- _Problem 1_
Transcribe the section of the Matthew St. Amand interview that starts at the words "His blog, Inside" and ends after the words "Matthew St. Amand.".
- _Problem 2_
For each statement below, say whether it agrees with the Matthew St. Amand interview, answering yes or no and quoting the deciding words. (a) Homunculus is a collection of short stories. (b) The novel "Randham Acts" has been acquired by Better Non Sequitur. (c) The story "Grudgingly" can be found online in Opium.
- _Problem 3_
According to the Matthew St. Amand interview, what inspired the poems in Forever & A Day?

- _Selected passage_
§
Hello teenagers. I've got another great interview here for you today. It's going up a day early in the hopes that everyone (including me) will be starting the long holiday weekend early tomorrow. So today I bring you:
MATTHEW ST. AMAND
Novelist, poet, short story writer, essayist, reviewer, interviewer, and blogger, Matt St. Amand is one of the more successful writers working today. His newest release is a hilarious and unique collection of correspondence, writings, and transmissions from one of the hardest working guys in the literary world. It's called Homunculus, and it's kept me up laughing many nights.
On Matt's interesting, extensive, and dynamic website, you'll be find plenty of information and links to his others writings. Among them is his brilliant collection of short stories, As My Sparks Fly Upward. Evocative, emotionally compelling, and beautifully crafted, this collection showcases Matt's range as an artist. Whether he's writing about a first romance, a chance encounter with a Vernor's can that spins horribly out of control, or a pilgrimage in Dublin, he commands your attention and often holds your heart in the palm of his hand. A couple of stories from this collection can be found online, including "Grudgingly" in FRiGG, and "And the Rocks and Stones Shall Sing" in Opium.
Forever & A Day is a collection of poems inspired by an ex-girlfriend's younger sister who got pregnant at an early age. Matt's poetry shows off a cadence and connection closely affiliated with rock-n-roll lyrics. In other words, it's amazingly hypnotic and readable.
His novel, "Randham Acts", has been acquired by Better Non Sequitur and is slated for release in late 2005 or early 2006.
His blog, Inside the Hotdog Factory, is a hilarious peek inside his everyday life – the life of a writer trying to make it.
Without further ado, Matthew St. Amand.
1) Who are some of your favorite writers, and how do you think they’ve influenced you?
Bob Dylan’s lyrics opened me to the idea that there’s more to language than literal meaning—there are considerations like how certain words sound together; stringing together disparate images, as he does in his song “Tombstone Blues”:
“Well, John the Baptist after torturing a thief
Looks up at his hero the Commander-in-Chief
Saying, ‘Tell me great hero, but please make it brief
Is there a hole for me to get sick in?’”
§
- _Information shown_
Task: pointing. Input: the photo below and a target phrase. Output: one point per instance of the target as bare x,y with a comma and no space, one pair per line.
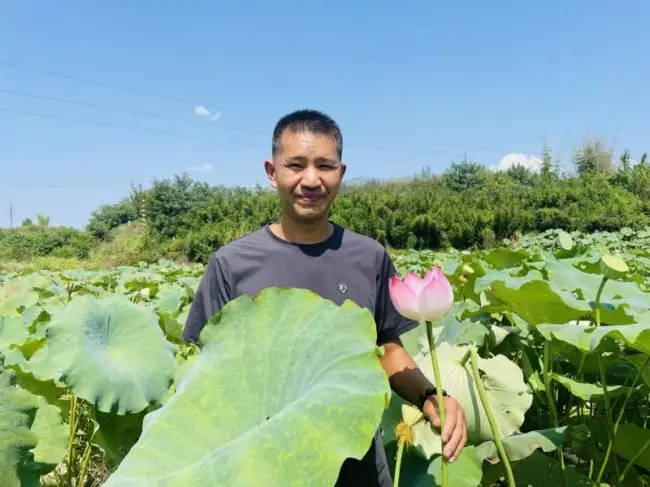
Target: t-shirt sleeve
390,324
212,294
§
- _Written solution 1_
His blog, Inside the Hotdog Factory, is a hilarious peek inside his everyday life – the life of a writer trying to make it.
Without further ado, Matthew St. Amand.

- _Written solution 2_
(a) No: "a hilarious and unique collection of correspondence, writings, and transmissions from one of the hardest working guys in the literary world"
(b) Yes: "His novel, "Randham Acts", has been acquired by Better Non Sequitur"
(c) No: "including "Grudgingly" in FRiGG, and "And the Rocks and Stones Shall Sing" in Opium"

- _Written solution 3_
An ex-girlfriend's younger sister who got pregnant at an early age.